Tugas Wajib:
- a) Ringkas kutipan tentang kebiasaan makan dan kantor Sinematek dalam dua kalimat.
- b) Tuliskan kelanjutan kutipan tentang kebiasaan makan dan kantor Sinematek, mulai setelah kalimat terakhirnya.

Teks Bacaan:
Jika orang banyak menghindari makan di malam hari, ia justru sebaliknya. “Kalau siang saya banyak aktivitas, kadang terlambat dan lupa makan. Saya justru banyak makan itu di malam hari. Jadi enggak ada istilah menjaga makanan. Kalau soal menjaga kebersihan itu tak ada tawar-menawar,” katanya.
Saat ia asyik makan emping atau sate kambing yang menjadi kegemarannya, mulai ada yang menyindir. “Usia engga bisa ditipu lho, keluarga dan teman-teman tak sedikit yang bilang begitu. Saya makan saja, yang penting harus tahu diri saja kalau sudah cukup ya berhenti,” katanya.
Urusan Kantor
Selama masa pandemi COVID-19 yang sudah berlangsung lebih dari dua tahun ini kantor Sinematek Indonesia yang berlokasi di Kawasan Kuningan, Setia Budi, Jakarta Selatan tidak menerapkan work from home (WFH) seperti yang banyak dipraktikkan oleh berbagai kantor pemerintah dan swasta.

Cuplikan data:
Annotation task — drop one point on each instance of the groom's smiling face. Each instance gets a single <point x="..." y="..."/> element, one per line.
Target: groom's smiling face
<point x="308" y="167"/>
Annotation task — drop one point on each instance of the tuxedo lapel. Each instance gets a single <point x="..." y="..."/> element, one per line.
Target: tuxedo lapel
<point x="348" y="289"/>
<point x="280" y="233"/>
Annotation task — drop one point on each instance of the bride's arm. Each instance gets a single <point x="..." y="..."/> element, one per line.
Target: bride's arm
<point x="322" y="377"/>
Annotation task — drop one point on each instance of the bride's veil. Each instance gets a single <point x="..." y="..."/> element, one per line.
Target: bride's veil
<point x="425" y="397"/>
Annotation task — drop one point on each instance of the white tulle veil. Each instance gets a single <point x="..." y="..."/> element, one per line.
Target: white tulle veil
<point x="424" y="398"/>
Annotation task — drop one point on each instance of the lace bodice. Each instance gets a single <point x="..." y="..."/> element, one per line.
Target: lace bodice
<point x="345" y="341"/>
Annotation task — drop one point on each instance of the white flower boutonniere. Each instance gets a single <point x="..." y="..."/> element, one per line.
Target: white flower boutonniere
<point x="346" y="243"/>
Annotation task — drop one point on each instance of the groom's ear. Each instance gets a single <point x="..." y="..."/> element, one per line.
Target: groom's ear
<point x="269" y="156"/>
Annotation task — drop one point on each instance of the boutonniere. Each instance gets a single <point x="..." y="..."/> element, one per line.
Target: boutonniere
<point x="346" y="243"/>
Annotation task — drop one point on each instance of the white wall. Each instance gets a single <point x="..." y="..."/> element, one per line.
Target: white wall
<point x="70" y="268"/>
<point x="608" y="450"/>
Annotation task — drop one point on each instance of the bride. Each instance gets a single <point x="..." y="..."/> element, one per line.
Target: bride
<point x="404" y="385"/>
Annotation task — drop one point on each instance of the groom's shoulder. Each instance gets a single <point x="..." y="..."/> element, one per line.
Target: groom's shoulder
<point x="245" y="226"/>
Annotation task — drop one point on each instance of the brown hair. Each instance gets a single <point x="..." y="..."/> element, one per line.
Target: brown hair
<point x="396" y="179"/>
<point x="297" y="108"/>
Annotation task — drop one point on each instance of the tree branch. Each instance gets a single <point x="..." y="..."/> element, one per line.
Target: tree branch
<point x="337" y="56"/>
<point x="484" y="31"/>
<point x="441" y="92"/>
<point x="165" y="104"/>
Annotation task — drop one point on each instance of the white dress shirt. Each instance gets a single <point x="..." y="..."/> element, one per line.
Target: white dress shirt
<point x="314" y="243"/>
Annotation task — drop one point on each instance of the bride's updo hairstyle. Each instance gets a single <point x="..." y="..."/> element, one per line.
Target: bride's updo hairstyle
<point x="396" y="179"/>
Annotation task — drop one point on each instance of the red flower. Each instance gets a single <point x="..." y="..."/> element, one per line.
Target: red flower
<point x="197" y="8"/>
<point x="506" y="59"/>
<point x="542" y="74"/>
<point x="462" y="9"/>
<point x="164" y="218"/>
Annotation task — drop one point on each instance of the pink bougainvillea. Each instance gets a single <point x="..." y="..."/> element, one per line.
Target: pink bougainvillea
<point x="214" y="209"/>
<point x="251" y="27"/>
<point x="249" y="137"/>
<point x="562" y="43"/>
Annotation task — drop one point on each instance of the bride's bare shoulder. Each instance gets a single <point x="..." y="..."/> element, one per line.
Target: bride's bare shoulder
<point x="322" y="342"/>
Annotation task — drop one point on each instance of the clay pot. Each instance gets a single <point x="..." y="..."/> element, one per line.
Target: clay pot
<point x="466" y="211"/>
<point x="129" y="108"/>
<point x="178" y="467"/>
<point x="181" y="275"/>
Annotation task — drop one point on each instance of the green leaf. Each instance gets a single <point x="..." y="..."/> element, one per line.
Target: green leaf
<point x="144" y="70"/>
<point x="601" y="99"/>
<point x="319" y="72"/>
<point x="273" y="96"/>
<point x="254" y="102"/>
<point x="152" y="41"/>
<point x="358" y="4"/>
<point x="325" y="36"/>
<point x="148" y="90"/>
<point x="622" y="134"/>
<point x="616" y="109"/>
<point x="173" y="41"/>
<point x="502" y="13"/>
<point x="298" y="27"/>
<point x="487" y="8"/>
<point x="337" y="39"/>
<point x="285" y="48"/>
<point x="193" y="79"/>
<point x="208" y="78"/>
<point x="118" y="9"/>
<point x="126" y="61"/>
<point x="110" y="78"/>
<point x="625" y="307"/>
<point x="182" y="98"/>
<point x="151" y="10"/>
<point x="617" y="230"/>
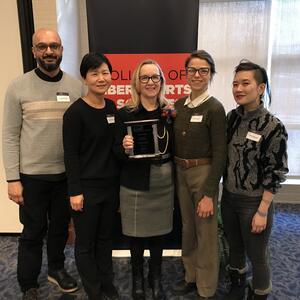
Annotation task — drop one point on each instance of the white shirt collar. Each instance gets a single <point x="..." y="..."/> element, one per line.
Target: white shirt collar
<point x="197" y="101"/>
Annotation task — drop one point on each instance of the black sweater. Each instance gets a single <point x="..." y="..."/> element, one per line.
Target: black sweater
<point x="88" y="138"/>
<point x="135" y="173"/>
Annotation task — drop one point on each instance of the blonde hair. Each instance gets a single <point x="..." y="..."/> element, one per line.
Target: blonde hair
<point x="135" y="99"/>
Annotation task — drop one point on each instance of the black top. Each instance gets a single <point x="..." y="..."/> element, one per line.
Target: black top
<point x="135" y="173"/>
<point x="88" y="138"/>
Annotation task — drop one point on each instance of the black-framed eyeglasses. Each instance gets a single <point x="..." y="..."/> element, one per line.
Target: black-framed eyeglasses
<point x="201" y="71"/>
<point x="42" y="47"/>
<point x="154" y="78"/>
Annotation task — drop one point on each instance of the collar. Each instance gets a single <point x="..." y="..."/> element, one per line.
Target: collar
<point x="45" y="77"/>
<point x="249" y="114"/>
<point x="197" y="101"/>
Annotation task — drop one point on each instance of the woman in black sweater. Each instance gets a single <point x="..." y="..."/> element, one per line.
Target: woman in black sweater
<point x="146" y="192"/>
<point x="93" y="176"/>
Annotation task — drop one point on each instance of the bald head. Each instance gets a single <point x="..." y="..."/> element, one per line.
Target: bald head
<point x="47" y="50"/>
<point x="43" y="33"/>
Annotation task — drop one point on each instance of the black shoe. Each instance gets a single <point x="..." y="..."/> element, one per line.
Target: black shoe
<point x="63" y="280"/>
<point x="31" y="294"/>
<point x="182" y="288"/>
<point x="138" y="289"/>
<point x="109" y="292"/>
<point x="154" y="279"/>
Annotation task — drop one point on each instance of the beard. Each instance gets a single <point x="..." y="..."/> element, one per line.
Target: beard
<point x="49" y="67"/>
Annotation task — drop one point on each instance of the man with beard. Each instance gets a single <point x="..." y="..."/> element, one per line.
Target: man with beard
<point x="34" y="162"/>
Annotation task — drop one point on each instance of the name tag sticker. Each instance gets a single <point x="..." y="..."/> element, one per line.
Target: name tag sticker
<point x="253" y="136"/>
<point x="110" y="119"/>
<point x="196" y="118"/>
<point x="62" y="97"/>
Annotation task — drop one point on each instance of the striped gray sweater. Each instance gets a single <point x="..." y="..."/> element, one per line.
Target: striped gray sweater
<point x="32" y="125"/>
<point x="257" y="152"/>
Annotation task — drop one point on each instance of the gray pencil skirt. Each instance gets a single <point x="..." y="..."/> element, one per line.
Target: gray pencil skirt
<point x="149" y="213"/>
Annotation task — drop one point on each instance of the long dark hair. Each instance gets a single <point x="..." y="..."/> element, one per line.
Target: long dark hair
<point x="260" y="76"/>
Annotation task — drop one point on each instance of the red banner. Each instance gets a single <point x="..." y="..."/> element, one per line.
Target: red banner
<point x="124" y="64"/>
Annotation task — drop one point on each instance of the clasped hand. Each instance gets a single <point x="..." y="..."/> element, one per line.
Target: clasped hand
<point x="205" y="207"/>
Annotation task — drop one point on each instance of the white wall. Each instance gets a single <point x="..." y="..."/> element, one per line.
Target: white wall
<point x="11" y="67"/>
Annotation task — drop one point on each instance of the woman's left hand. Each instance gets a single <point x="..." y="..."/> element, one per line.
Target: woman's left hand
<point x="205" y="207"/>
<point x="259" y="223"/>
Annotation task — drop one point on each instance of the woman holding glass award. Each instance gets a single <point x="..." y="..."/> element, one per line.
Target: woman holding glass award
<point x="146" y="192"/>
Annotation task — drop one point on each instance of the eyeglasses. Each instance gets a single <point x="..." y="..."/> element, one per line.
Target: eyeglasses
<point x="43" y="47"/>
<point x="192" y="71"/>
<point x="154" y="78"/>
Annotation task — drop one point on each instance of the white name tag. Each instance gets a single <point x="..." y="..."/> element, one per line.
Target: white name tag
<point x="253" y="136"/>
<point x="110" y="119"/>
<point x="62" y="97"/>
<point x="196" y="118"/>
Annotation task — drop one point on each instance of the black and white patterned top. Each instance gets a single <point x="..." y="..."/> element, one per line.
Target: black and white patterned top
<point x="257" y="152"/>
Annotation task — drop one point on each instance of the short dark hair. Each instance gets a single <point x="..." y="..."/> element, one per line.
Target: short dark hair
<point x="260" y="74"/>
<point x="93" y="60"/>
<point x="202" y="54"/>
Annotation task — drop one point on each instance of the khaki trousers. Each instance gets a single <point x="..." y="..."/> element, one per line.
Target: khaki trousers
<point x="199" y="235"/>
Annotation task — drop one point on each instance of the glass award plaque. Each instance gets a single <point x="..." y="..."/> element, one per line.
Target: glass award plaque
<point x="144" y="133"/>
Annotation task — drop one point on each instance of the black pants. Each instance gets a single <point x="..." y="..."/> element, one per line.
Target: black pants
<point x="93" y="244"/>
<point x="45" y="210"/>
<point x="138" y="245"/>
<point x="237" y="214"/>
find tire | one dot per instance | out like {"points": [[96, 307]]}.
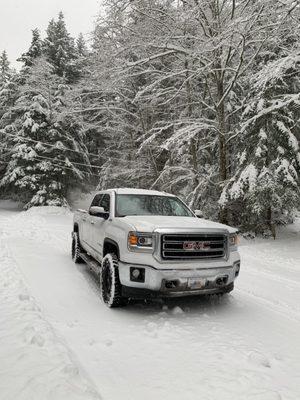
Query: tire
{"points": [[111, 288], [76, 249]]}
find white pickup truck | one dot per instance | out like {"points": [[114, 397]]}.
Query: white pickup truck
{"points": [[147, 244]]}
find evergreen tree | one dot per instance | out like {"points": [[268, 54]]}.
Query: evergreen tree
{"points": [[266, 186], [34, 51], [4, 68], [60, 50], [43, 165], [81, 46]]}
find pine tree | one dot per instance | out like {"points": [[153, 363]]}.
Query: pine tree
{"points": [[60, 50], [81, 46], [266, 186], [42, 167], [34, 51], [4, 68]]}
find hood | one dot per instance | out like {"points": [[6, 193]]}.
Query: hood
{"points": [[149, 223]]}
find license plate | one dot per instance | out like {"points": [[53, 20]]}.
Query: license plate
{"points": [[196, 283]]}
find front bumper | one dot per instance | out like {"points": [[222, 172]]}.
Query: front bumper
{"points": [[138, 293], [177, 282]]}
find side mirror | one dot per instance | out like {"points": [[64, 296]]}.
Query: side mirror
{"points": [[98, 212], [199, 213]]}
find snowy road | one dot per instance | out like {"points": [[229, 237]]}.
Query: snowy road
{"points": [[247, 346]]}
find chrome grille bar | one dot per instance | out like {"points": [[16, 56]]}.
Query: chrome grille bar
{"points": [[193, 246]]}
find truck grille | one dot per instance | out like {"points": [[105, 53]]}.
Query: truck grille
{"points": [[193, 246]]}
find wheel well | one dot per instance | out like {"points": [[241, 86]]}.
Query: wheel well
{"points": [[110, 247]]}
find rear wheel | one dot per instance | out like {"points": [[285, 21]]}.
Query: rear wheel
{"points": [[76, 248], [111, 288]]}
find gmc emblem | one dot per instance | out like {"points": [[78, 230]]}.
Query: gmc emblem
{"points": [[190, 246]]}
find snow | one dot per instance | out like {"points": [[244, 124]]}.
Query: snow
{"points": [[59, 340]]}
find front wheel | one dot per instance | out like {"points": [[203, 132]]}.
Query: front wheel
{"points": [[111, 288]]}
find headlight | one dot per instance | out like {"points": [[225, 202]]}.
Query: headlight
{"points": [[233, 240], [139, 241]]}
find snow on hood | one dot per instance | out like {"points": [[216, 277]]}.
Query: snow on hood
{"points": [[149, 223]]}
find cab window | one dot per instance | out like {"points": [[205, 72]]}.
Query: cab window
{"points": [[96, 200], [105, 202]]}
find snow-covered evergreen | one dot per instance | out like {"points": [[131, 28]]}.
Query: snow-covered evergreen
{"points": [[267, 181]]}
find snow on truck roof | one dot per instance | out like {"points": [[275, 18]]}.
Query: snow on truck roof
{"points": [[140, 191]]}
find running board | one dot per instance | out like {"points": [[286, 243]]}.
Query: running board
{"points": [[92, 264]]}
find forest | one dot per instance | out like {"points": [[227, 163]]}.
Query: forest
{"points": [[200, 98]]}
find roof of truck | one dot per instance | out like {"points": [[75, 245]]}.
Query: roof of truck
{"points": [[140, 191]]}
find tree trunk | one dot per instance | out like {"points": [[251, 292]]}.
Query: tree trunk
{"points": [[223, 215]]}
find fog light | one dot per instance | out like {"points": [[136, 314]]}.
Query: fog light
{"points": [[137, 274]]}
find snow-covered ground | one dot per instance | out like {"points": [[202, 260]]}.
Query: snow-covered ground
{"points": [[58, 341]]}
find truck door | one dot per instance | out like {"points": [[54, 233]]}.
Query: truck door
{"points": [[87, 225], [98, 226]]}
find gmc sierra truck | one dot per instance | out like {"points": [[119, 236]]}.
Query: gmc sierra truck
{"points": [[147, 244]]}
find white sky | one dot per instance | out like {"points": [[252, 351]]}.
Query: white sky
{"points": [[19, 17]]}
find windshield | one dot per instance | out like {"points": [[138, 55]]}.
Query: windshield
{"points": [[139, 204]]}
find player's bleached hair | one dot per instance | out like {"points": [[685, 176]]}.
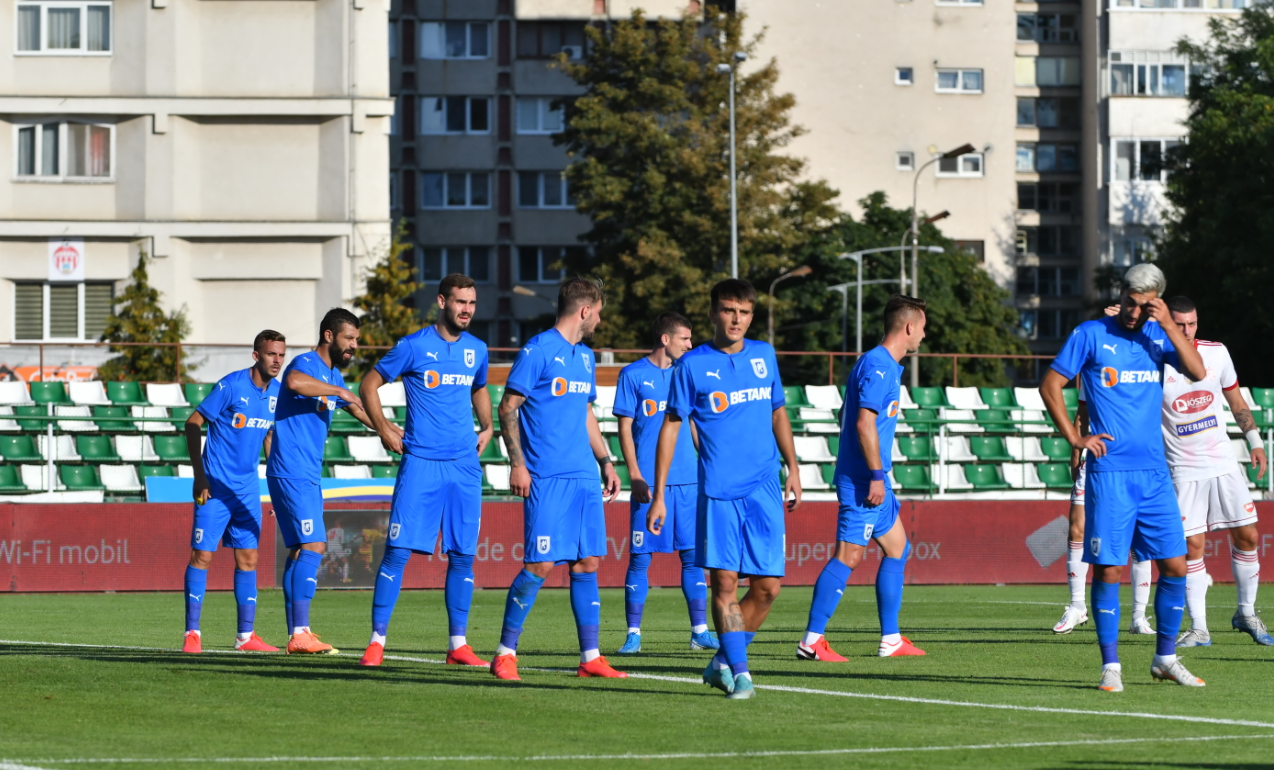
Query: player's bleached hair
{"points": [[1143, 279]]}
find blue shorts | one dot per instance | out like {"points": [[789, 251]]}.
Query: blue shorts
{"points": [[231, 518], [1131, 509], [298, 509], [744, 536], [563, 520], [856, 522], [678, 533], [432, 495]]}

Jawaban Tugas:
- a) Karena siang hari sibuk dan kadang lupa makan, ia justru banyak makan di malam hari. Ia tidak membatasi makanan tetapi tegas soal kebersihan, dan tetap menyantap emping atau sate kambing kesukaannya meski disindir soal usia, asalkan tahu kapan harus berhenti; sementara itu, selama pandemi COVID-19 yang sudah lebih dari dua tahun, kantor Sinematek Indonesia di Kuningan, Setia Budi, Jakarta Selatan tidak menerapkan WFH.

- b)
“Memang benar selama pandemi ini kita engga libur atau menerapkan WFH. Soalnya kantor Sinematek Indonesia ini luas, sementara karyawannya tidak banyak. Di sini lega sekali, satu karyawan dengan karyawan yang lain mau dibikin berjarak 5 meter masih bisa. Peneliti atau mereka yang mau mencari informasi di Sinematek ini senang berlama-lama nongkrong, karena situasinya kondusif,” kata pria kelahiran Pati, Jawa Tengah 3 Januari 1963 ini.
Di luar itu selama di kantor dia dan karyawan Sinematek tetap melakukan protokol kesehatan. Karyawan mengenakan masker, setiap akhir pekan dilakukan penyemprotan disinfektan.
Dan yang perlu digarisbawahi, masih kata Akhlis, aktivitas kantornya bukan interaksi dengan orang banyak dengan intensitas yang tinggi. “Yang datang ke Sinematek ini peneliti atau orang-orang yang punya minat yang tinggi dalam hal film dan seluk belum film,” paparnya.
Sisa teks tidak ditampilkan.